== INFORMATION GIVEN

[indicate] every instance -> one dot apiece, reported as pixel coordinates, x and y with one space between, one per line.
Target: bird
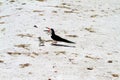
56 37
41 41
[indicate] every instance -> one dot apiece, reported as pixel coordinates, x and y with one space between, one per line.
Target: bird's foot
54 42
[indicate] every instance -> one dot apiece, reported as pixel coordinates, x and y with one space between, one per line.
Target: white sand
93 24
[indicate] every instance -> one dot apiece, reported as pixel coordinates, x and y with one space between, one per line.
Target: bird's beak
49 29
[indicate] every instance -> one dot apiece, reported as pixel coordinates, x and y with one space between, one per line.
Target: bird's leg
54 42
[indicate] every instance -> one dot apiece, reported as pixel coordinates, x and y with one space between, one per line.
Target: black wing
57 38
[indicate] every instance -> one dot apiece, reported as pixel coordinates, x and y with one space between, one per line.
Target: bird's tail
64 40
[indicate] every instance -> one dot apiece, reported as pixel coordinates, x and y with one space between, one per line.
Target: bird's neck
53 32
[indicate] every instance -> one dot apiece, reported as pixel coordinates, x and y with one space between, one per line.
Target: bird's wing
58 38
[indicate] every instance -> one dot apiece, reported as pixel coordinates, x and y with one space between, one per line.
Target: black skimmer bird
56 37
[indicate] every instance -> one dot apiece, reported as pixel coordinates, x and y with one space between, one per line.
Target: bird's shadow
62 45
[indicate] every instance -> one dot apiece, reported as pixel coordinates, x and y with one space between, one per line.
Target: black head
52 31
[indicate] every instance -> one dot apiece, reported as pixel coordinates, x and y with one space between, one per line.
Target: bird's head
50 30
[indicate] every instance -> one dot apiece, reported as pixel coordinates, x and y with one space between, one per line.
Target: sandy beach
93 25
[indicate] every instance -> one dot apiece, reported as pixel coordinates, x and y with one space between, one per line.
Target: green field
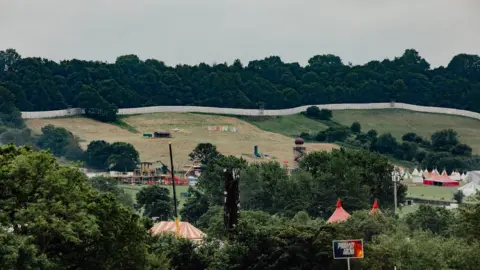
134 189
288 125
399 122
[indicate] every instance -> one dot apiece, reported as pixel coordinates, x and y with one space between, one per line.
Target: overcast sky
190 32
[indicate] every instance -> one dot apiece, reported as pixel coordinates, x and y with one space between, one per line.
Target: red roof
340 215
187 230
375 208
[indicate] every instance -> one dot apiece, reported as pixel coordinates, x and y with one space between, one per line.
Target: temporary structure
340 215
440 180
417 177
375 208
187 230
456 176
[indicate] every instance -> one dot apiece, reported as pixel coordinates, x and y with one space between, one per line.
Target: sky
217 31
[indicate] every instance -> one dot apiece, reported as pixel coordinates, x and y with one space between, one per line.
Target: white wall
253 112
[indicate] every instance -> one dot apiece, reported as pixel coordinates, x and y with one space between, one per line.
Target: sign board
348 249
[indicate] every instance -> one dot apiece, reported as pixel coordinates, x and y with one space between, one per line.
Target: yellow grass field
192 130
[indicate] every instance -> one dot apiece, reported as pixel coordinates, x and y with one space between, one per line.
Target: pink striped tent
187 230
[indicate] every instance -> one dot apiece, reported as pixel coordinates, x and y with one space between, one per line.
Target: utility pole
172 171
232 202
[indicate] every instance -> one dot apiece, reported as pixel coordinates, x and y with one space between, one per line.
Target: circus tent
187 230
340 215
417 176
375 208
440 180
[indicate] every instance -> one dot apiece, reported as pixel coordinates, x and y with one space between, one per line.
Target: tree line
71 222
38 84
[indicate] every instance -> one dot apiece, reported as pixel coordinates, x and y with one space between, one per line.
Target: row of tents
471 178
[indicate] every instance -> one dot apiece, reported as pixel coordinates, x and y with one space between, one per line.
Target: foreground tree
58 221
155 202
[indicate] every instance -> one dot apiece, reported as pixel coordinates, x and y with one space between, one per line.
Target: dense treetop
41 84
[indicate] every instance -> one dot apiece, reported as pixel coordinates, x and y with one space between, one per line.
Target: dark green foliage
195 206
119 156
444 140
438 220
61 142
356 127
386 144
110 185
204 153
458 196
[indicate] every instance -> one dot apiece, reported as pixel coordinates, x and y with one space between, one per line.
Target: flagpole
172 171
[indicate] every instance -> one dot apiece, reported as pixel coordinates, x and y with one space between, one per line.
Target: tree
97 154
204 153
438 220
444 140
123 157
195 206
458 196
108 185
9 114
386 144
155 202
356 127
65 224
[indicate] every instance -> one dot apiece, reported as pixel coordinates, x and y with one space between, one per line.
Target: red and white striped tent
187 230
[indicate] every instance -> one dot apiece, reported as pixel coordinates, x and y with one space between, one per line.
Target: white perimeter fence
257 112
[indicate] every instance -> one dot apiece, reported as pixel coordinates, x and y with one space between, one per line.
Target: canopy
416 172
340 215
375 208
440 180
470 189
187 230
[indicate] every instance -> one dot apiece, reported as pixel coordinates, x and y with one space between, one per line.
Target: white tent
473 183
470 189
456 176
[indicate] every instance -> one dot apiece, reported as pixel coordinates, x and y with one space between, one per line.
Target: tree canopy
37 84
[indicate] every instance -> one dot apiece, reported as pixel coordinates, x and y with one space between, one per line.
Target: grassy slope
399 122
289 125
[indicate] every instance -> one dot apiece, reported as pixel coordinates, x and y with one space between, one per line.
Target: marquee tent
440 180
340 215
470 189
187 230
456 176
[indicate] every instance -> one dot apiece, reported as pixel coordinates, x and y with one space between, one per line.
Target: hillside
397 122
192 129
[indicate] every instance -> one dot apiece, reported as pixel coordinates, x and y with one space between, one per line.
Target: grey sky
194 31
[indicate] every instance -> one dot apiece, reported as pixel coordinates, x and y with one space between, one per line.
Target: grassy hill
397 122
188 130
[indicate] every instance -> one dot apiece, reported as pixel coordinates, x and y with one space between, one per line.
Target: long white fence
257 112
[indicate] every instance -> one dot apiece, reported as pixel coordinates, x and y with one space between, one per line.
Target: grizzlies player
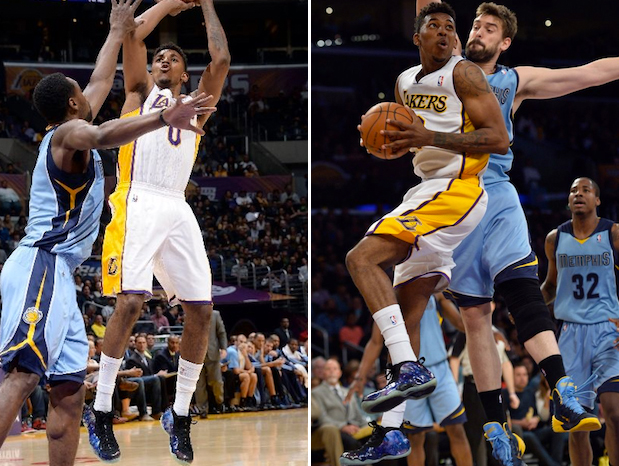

====
== INFORMATION GIVEN

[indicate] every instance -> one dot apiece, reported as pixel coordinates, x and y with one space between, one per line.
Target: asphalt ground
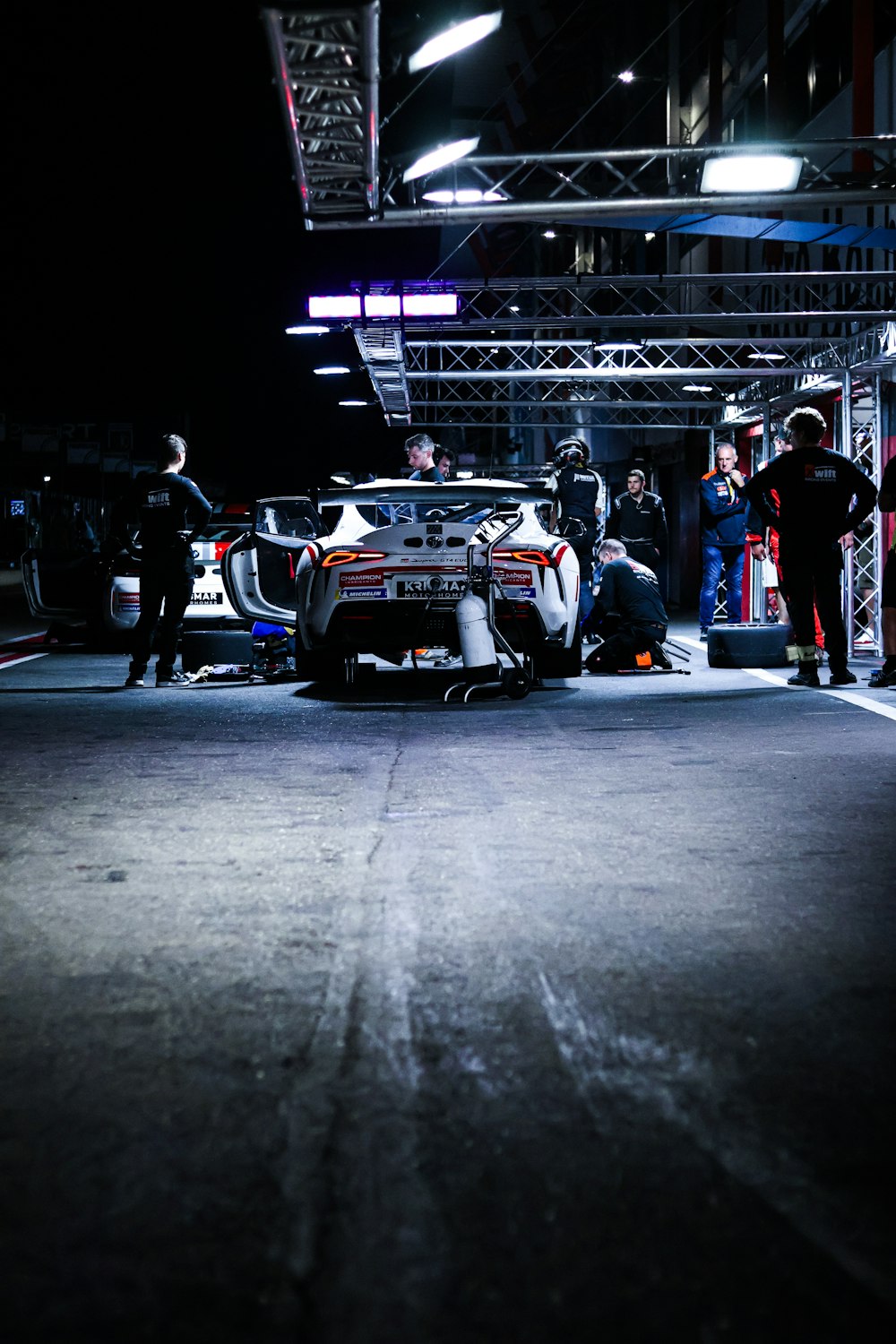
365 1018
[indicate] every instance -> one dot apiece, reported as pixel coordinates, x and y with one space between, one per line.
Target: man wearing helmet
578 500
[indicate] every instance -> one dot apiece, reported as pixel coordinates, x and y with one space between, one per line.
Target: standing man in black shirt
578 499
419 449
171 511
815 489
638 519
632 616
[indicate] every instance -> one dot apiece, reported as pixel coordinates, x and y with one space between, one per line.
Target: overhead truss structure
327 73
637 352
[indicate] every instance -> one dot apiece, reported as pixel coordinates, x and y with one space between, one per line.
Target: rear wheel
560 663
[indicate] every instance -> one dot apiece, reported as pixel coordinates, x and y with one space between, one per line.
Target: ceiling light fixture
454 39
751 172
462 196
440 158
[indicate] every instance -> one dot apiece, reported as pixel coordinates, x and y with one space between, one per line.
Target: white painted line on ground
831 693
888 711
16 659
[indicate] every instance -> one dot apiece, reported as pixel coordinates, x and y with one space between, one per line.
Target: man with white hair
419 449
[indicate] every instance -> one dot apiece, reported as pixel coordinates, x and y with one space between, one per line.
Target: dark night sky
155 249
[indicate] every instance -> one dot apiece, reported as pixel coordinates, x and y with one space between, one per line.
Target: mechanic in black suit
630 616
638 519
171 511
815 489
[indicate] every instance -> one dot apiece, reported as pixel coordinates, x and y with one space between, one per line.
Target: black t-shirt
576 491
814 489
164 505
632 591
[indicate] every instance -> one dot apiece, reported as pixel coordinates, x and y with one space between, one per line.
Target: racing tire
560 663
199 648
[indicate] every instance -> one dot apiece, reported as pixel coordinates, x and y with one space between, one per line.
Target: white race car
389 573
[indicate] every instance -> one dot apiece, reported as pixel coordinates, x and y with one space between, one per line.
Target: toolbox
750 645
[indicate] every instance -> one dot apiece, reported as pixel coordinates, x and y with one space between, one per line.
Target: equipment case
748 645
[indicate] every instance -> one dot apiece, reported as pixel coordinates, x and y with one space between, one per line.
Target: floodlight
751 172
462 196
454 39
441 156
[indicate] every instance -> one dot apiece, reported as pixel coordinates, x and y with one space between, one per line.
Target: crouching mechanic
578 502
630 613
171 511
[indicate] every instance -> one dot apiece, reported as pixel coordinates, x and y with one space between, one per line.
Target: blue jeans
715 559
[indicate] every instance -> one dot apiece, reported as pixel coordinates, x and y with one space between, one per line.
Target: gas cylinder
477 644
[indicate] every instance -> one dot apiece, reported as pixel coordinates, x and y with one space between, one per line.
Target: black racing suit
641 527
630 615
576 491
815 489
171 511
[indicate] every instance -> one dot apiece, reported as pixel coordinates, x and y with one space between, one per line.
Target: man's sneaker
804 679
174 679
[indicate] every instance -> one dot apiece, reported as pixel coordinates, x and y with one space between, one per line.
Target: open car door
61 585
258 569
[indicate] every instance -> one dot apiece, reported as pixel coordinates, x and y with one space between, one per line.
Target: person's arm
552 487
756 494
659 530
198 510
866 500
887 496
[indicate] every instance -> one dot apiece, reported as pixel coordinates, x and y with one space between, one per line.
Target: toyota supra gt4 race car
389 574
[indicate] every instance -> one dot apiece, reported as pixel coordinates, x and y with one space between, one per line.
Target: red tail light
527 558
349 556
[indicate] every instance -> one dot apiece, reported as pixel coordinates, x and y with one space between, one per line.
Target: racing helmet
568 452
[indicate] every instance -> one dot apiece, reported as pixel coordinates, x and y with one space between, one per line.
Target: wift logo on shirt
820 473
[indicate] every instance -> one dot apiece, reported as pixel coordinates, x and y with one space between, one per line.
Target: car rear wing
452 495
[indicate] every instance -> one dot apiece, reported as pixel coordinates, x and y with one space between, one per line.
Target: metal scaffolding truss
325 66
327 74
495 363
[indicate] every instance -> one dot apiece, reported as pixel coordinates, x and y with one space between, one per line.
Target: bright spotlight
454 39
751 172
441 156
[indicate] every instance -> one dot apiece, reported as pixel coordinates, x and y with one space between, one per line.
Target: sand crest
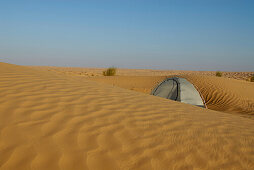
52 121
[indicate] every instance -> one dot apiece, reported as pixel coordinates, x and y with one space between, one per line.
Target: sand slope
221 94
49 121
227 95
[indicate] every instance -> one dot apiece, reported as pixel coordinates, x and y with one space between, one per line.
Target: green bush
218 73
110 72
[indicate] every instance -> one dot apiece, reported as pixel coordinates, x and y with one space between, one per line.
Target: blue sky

====

**WRITTEN PROBLEM:**
Copy out every line above that contains the string "field". Only matches with the same capitalization count.

**SOLUTION FOR THIS PROBLEM:**
Target: green field
Target: yellow grass field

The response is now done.